# Assigned task:
Exactly repeat all the records below, omitting the images they hold.

(Available data begins)

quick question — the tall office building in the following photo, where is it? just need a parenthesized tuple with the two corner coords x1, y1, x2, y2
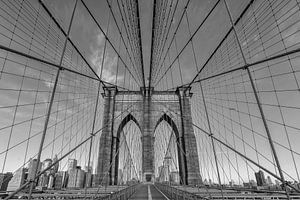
(7, 168, 27, 191)
(85, 172, 92, 188)
(266, 176, 274, 186)
(52, 155, 59, 173)
(48, 175, 54, 189)
(255, 170, 266, 186)
(84, 164, 93, 173)
(28, 159, 41, 181)
(41, 159, 52, 172)
(0, 172, 13, 191)
(67, 167, 86, 188)
(170, 171, 180, 184)
(118, 169, 123, 184)
(38, 173, 49, 188)
(67, 159, 77, 172)
(54, 171, 68, 189)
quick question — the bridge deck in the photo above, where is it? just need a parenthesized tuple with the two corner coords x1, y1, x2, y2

(Available data ends)

# Expected answer:
quick question — the tall office building in the following photo, where is it? just need a parenthesized tuple with the two corner coords x1, y1, x2, y2
(7, 168, 27, 191)
(85, 172, 92, 188)
(266, 176, 274, 186)
(52, 155, 59, 173)
(48, 175, 54, 189)
(255, 170, 266, 186)
(84, 164, 93, 173)
(28, 159, 41, 181)
(41, 159, 52, 172)
(0, 172, 13, 191)
(67, 167, 86, 188)
(170, 171, 180, 184)
(118, 169, 123, 184)
(38, 173, 49, 188)
(67, 159, 77, 172)
(54, 171, 68, 189)
quick question — the bridge deck in the photo above, where is it? just need a parenthesized tuple with the two corner coords x1, y1, x2, y2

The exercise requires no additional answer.